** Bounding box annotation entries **
>>>>
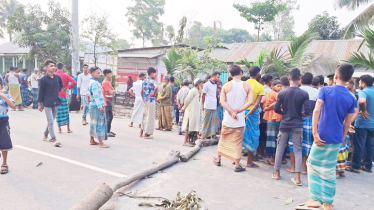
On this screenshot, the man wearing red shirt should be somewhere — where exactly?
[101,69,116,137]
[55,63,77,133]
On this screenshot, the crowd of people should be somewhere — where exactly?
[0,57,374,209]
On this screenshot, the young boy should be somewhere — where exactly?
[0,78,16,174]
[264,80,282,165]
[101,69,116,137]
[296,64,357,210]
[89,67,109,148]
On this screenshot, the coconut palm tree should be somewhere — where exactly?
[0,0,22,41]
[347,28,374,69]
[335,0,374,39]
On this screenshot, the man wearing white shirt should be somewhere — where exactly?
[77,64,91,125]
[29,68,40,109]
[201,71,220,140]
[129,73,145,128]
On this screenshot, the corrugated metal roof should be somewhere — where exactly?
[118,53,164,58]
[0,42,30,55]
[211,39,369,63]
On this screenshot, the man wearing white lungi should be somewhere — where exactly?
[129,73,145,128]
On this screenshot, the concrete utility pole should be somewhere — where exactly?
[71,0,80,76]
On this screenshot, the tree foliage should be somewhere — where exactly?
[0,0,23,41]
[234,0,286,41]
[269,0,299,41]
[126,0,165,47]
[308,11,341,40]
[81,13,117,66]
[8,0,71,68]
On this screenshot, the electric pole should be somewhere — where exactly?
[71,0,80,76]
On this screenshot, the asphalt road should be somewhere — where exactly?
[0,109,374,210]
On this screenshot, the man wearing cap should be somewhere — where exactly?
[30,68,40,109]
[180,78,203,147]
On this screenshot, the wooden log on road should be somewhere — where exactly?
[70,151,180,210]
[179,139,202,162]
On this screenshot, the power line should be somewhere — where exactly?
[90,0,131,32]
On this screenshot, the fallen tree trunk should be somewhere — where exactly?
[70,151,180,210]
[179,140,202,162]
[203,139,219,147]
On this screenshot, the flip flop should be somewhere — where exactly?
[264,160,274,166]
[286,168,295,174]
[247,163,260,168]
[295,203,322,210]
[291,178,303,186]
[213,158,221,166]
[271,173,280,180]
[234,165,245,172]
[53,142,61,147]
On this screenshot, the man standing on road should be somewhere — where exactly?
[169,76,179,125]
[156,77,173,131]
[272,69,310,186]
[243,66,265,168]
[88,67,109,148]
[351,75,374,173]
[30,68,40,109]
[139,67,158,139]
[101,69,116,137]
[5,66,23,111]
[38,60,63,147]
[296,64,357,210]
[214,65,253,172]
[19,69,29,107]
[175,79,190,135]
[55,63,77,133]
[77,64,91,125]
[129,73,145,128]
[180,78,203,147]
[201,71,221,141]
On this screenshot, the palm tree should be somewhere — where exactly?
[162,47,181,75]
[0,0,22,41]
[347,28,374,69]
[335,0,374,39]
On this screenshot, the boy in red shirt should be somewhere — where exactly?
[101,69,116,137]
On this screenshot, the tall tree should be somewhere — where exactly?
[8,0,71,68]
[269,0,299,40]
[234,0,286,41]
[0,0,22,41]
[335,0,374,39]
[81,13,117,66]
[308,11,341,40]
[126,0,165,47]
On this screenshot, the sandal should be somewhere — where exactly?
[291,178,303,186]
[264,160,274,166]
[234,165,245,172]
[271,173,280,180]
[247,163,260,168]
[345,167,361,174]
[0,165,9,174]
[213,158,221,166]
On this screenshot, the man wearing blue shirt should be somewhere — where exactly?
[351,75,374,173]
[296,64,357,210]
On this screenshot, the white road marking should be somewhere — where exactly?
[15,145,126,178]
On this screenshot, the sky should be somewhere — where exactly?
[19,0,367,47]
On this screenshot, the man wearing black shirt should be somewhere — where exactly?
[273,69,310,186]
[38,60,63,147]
<<<<
>>>>
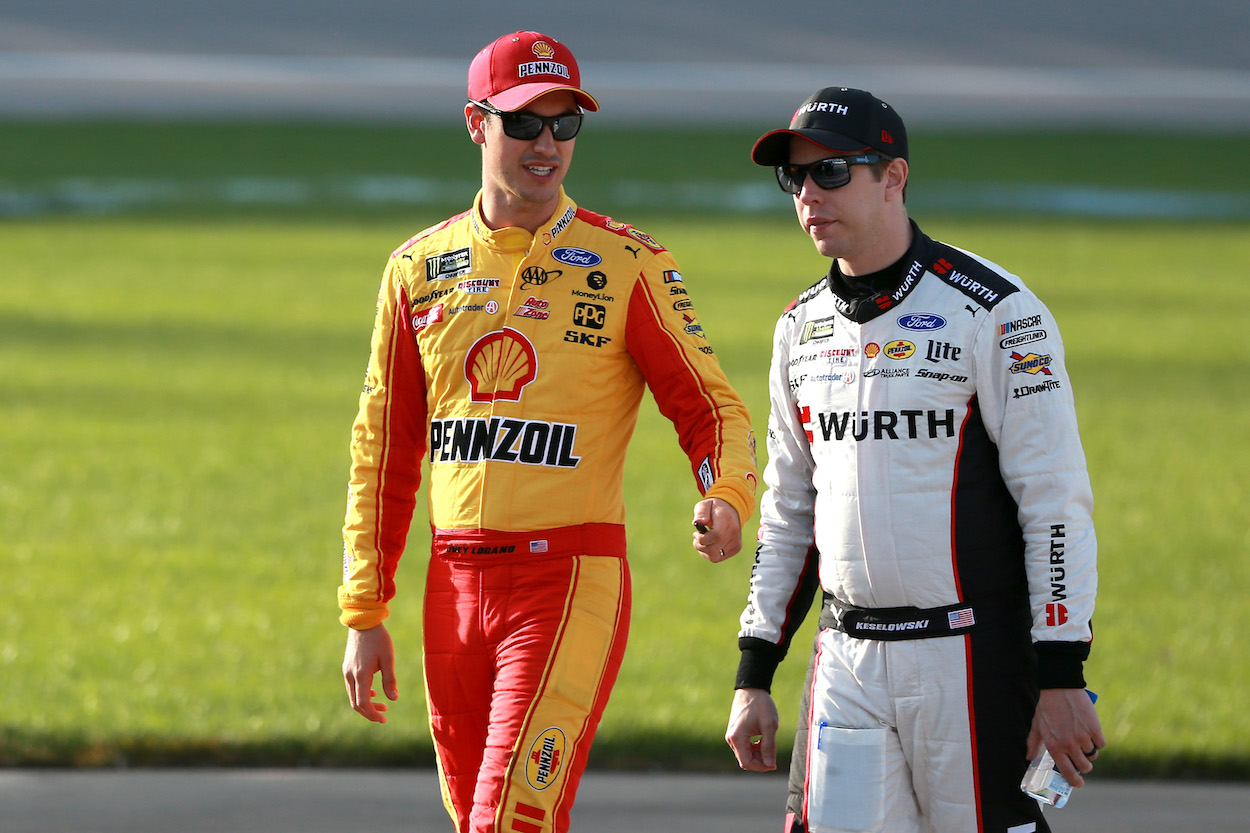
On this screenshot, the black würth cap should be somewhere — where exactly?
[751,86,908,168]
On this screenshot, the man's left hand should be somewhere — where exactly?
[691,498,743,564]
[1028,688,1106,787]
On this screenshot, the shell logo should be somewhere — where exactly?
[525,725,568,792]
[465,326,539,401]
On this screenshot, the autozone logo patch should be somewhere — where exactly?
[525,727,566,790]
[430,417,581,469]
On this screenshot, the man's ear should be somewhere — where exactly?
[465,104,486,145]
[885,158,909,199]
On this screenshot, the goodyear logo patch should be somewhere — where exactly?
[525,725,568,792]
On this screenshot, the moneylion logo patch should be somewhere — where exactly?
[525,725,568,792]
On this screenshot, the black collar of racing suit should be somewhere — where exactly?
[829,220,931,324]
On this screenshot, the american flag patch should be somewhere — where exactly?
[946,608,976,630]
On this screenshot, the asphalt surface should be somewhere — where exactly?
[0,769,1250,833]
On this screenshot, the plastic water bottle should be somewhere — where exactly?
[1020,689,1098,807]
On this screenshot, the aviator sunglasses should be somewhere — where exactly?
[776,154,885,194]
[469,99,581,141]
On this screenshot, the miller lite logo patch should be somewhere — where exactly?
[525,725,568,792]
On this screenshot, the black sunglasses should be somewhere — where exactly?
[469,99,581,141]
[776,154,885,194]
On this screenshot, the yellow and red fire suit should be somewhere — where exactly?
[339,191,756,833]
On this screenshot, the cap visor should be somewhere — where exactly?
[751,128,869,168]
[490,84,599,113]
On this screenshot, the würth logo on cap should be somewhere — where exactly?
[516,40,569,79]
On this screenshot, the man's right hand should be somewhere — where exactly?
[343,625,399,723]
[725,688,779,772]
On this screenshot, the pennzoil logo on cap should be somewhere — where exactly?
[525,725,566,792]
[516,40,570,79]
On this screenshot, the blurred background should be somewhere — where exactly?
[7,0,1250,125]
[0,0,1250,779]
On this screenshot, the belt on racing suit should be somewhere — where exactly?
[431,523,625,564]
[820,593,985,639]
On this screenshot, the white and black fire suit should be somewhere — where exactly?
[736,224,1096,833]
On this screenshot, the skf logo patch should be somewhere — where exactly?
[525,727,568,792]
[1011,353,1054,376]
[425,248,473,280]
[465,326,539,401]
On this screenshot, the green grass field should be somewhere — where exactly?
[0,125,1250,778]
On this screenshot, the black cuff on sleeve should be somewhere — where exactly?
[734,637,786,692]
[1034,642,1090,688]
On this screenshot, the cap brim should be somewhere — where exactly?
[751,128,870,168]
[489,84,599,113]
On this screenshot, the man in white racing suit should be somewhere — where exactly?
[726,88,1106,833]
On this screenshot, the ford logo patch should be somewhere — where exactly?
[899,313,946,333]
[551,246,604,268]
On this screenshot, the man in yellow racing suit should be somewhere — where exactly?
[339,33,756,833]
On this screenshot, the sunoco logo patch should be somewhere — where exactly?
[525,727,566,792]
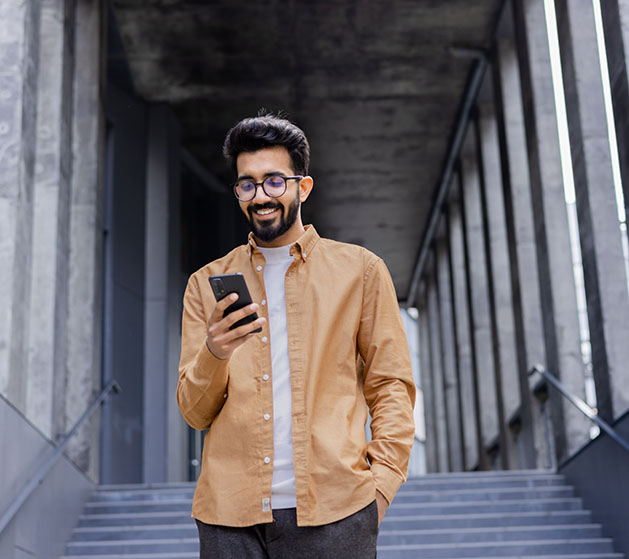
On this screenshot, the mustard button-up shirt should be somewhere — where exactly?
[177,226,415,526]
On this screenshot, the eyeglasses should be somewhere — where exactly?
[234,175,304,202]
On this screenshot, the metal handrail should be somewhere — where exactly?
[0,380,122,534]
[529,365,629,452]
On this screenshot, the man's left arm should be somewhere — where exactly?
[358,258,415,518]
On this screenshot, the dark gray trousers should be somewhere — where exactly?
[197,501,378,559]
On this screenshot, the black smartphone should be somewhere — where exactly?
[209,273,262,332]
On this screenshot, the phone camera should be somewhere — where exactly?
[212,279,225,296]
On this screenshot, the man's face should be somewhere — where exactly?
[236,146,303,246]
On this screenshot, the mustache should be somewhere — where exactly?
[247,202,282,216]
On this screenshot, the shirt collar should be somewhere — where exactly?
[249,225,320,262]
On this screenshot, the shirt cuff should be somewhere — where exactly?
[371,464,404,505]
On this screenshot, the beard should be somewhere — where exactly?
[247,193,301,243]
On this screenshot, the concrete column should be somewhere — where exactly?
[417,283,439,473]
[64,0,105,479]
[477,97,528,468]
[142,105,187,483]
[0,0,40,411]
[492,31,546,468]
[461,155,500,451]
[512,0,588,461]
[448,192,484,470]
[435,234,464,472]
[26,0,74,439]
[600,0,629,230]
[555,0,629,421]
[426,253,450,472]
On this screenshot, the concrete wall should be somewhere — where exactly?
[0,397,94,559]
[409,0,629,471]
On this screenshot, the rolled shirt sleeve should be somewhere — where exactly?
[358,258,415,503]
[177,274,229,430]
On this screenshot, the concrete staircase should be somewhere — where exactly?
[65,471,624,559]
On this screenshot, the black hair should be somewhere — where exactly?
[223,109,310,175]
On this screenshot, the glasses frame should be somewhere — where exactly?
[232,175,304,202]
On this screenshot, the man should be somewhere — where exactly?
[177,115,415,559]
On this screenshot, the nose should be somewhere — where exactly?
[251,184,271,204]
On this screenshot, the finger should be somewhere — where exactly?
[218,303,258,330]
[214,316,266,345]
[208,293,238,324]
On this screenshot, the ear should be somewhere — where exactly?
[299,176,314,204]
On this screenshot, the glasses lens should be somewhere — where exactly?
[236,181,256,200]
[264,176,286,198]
<<<<
** Stated exercise **
Copy verbatim the lines from the one containing "On this screenshot, the skf" through the one containing "[0,125,1250,778]", with both of those lines included.

** Task solution **
On this screenshot, the skf logo patch should be somewhere — where exactly?
[525,727,568,792]
[1011,353,1054,376]
[425,248,473,280]
[465,326,539,401]
On this screenshot, the green grass field should be somewhere — where exactly?
[0,125,1250,778]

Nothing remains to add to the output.